#### Material provided ####
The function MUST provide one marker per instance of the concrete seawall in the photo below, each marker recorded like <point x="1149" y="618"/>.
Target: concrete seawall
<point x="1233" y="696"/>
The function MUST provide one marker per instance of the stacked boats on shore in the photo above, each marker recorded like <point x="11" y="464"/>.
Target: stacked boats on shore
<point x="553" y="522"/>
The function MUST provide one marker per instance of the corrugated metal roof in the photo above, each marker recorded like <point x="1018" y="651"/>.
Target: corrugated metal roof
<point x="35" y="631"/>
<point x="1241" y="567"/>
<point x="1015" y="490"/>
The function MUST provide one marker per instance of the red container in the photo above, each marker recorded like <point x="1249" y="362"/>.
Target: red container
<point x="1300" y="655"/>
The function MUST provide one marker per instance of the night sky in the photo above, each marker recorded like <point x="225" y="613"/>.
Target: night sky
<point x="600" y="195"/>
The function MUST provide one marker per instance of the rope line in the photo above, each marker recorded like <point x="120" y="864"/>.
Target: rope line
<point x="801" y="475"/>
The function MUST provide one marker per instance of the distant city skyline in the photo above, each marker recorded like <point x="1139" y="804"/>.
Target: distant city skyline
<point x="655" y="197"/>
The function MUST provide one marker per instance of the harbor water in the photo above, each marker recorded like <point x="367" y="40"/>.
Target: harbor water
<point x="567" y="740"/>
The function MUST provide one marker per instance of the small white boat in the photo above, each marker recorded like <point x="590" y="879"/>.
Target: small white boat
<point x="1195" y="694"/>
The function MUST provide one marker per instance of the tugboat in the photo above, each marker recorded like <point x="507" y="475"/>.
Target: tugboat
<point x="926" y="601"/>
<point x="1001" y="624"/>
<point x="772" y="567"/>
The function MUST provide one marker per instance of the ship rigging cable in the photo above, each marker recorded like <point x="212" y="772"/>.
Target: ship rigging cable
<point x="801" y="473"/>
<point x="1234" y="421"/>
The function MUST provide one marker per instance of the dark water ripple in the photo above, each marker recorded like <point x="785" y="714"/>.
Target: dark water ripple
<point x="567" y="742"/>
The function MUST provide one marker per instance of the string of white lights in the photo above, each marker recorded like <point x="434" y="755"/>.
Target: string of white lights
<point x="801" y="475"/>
####
Set task ▸ Print everything from the row containing "The function MUST provide one marker per instance of the ship" down to the last of the rows above, reproducing each line verbatim.

Completed task ▸
The function MUST provide one marker per instance of the ship rigging cable in the photo above, each marker recorded like <point x="212" y="772"/>.
Target: ship rigging cable
<point x="801" y="473"/>
<point x="1234" y="421"/>
The function MUST provide one marker per instance of the dark water ripple in the photo above, each marker recorded like <point x="785" y="714"/>.
Target: dark water ripple
<point x="567" y="742"/>
The function MUST provide one marker per instance of the string of white lights in the photo above, each marker recorded like <point x="434" y="755"/>.
Target: string of white lights
<point x="801" y="475"/>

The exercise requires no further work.